Collected data entries
----

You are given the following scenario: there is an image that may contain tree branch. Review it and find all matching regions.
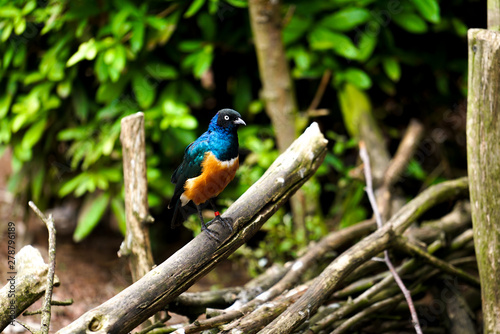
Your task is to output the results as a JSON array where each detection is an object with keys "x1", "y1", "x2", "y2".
[
  {"x1": 28, "y1": 201, "x2": 56, "y2": 334},
  {"x1": 118, "y1": 112, "x2": 154, "y2": 282},
  {"x1": 58, "y1": 123, "x2": 327, "y2": 334},
  {"x1": 260, "y1": 178, "x2": 468, "y2": 334}
]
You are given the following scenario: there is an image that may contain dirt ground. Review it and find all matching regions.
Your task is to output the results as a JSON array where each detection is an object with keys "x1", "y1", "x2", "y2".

----

_What the task asks_
How many lines of the listing above contain the string "image"? Matching is case-sensitive; reply with the number alone.

_Completed exercise_
2